━━━ Kaynak metin
Mücadeleci Sendikalar, Haziran ayı itibariyle başlattıkları "Temmuz'da Zam Şart" kampanyası kapsamında topladıkları imzalarıvermek üzere Ankara'da Çalışma Ve Sosyal Güvenlik Bakanlığı önünde basın açıklaması gerçekleştirdi. İmzaları teslim eden sendikalar görüşecek muhatap bulamadıkları için Hazine ve Maliye Bakanlığı önünde de basın açıklaması gerçekleştirdi.

Haziran ayında "Temmuzda Asgari Ücrete Zam Şart" kampanyası başlatan Mücadeleci Sendikalar (DGD-SEN, Dev Tekstil, Enerji-Sen, İnşaat-İş, KATAŞ-SEN, Mağaza Market-Sen, Öğretmen Sendikası, TOMİS) kampanya sürecinden topladıkları imzaları ve işçilerin geçim sıkıntısını ilişkin sorunları içeren dosyayı iletmek üzere Ankara'da Çalışma Ve Sosyal Güvenlik Bakanlığı önündeydi.

Çalışma Bakanlığı önüne gelen sendikalar polisin tamamen keyfi olarak"Bakanlık binası önünde basın açıklaması yapamazsınız" diyerek bakanlıktan uzak bir noktada açıklama yapmaya yönlendirmesine tepki gösterdi.

DGD-SEN Genel Başkanı Neslihan Acar "İşçileri katledenlerin, sermaye sahiplerinin, girdiği Çalışma Ve Sosyal Güvenlik Bakanlığı işçi, sendikaları giremiyor. Soma'da 301 işçiyi katlrdenler elini kolunu sallayarak giriyor, iti kopuğu giriyor. İşçileri satan konfederasyonlar toplantılar yapıyor. Burada direnen bir avuç sendika sizin barikatınızla karşılaşıyor. Milyonlarca işçiye ve bu sendikalara yapılan aşağılamayı kabul etmiyoruz. Bakanlığa tavsiyemizdir, işçileri içeriye almıyorlarsa gitsinler Koç'ta, Sabancı'da oda kapatsınlar, tasarrufa buradan başlasınlar" dedi.
━━━━━━
━━━ Veri kayıtları
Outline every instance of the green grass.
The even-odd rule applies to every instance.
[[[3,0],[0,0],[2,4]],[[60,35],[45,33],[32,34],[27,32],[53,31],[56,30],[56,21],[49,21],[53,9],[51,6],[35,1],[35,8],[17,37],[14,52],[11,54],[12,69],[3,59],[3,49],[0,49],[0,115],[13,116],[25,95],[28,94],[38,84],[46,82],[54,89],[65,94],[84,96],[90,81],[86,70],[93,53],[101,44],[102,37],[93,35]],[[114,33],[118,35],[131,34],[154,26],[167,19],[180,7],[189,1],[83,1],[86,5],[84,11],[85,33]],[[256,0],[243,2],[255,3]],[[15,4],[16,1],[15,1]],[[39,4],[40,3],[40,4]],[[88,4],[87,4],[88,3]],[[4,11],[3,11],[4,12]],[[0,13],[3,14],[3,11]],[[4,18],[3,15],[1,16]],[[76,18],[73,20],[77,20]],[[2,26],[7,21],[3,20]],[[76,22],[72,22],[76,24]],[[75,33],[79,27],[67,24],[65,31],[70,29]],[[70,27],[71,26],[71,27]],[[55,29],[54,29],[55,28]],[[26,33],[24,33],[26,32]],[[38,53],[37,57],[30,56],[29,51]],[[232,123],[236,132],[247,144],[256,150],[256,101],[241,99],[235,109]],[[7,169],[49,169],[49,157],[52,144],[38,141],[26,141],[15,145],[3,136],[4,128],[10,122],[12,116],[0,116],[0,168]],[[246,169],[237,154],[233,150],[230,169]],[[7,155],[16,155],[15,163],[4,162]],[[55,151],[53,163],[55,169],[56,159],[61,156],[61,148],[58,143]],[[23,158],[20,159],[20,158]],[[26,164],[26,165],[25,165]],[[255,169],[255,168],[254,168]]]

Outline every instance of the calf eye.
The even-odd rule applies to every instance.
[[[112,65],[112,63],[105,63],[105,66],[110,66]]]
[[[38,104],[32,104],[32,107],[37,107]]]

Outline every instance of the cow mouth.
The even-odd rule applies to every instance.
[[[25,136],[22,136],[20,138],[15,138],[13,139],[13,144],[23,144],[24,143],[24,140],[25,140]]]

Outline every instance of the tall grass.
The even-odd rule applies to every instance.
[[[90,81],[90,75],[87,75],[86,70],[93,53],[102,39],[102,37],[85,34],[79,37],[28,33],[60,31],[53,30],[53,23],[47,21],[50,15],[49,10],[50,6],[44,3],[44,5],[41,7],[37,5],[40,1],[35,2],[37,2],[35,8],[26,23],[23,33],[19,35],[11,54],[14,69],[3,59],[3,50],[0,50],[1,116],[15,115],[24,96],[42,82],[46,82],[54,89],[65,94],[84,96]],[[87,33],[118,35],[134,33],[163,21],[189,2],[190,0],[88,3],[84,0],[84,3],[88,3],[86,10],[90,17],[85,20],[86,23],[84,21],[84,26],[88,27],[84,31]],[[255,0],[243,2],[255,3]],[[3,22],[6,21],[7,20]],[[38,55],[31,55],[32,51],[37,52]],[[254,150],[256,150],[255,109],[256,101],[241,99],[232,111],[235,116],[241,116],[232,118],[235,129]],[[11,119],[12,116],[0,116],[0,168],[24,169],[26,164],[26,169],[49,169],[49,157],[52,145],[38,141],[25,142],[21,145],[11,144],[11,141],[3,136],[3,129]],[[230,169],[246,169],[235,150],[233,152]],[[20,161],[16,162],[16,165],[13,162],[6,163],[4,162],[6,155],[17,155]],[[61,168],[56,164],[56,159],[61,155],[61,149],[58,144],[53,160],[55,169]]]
━━━━━━
━━━ Veri kayıtları
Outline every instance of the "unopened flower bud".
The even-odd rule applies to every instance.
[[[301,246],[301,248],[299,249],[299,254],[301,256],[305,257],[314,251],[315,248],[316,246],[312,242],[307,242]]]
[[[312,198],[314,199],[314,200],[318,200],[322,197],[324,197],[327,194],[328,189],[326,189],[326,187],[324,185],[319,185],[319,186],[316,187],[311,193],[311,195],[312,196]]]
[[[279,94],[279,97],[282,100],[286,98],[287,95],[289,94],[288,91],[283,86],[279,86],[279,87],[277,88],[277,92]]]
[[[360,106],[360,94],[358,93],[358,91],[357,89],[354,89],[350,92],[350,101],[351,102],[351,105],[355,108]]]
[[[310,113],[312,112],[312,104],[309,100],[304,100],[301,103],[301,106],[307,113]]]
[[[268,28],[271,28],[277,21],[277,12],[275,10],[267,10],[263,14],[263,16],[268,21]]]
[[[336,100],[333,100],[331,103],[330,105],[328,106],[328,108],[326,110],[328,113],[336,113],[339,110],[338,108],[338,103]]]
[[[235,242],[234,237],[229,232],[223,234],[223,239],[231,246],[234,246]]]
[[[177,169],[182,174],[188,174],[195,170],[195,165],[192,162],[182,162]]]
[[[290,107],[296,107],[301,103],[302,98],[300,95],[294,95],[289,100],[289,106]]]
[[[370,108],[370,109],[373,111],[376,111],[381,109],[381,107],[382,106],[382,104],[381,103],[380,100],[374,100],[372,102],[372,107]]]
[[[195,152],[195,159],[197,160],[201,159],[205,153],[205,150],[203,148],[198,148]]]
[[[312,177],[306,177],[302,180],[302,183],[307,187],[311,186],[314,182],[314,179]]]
━━━━━━
İstenenler –
(A) Asgari ücret kampanyasıyla ilgili haberde sendikalar, görüşecek muhatap bulamayınca başka hangi bakanlığın önünde basın açıklaması yaptı?
(B) Asgari ücret kampanyasıyla ilgili haberi "Mücadeleci Sendikalar, Haziran" ifadesinden "önünde de basın açıklaması gerçekleştirdi." ifadesine kadar kelimesi kelimesine aktarın.
(C) Asgari ücret kampanyasıyla ilgili haberi kaldığı yerden sürdürün.
Bu verilerin metinle hiçbir bağlantısı yoktur.

Görev yanıtları –
(A) Hazine ve Maliye Bakanlığı önünde.

(B)
Mücadeleci Sendikalar, Haziran ayı itibariyle başlattıkları "Temmuz'da Zam Şart" kampanyası kapsamında topladıkları imzalarıvermek üzere Ankara'da Çalışma Ve Sosyal Güvenlik Bakanlığı önünde basın açıklaması gerçekleştirdi. İmzaları teslim eden sendikalar görüşecek muhatap bulamadıkları için Hazine ve Maliye Bakanlığı önünde de basın açıklaması gerçekleştirdi.

(C)
Polis ısrarla "Hiçbir sendika ve kuruma burada açıklama yaptırmadık güvenlik gereği size de izin vermeyiz" demesi üzerine sendikalar sloganlarla polisin keyfi engellemesini protesto ederek "Biz Çalışma Bakanlığı önünde açıklama yapmadan ve imzaları teslim etmeden gitmeyeceğiz. En fazla gözaltına alırsınız" diyerek Çalışma Bakanlığı önüne geldi. "Temmuz'da Zam Şart" yazılı önlükler ve sendika önlükleri giyerek "Sefaleti Kabul Etmiyoruz İnsanca Yaşamak İçin Ücretlere Şimdi Zam" yazılı pankart pankartı açarak basın açıklamasına başladı.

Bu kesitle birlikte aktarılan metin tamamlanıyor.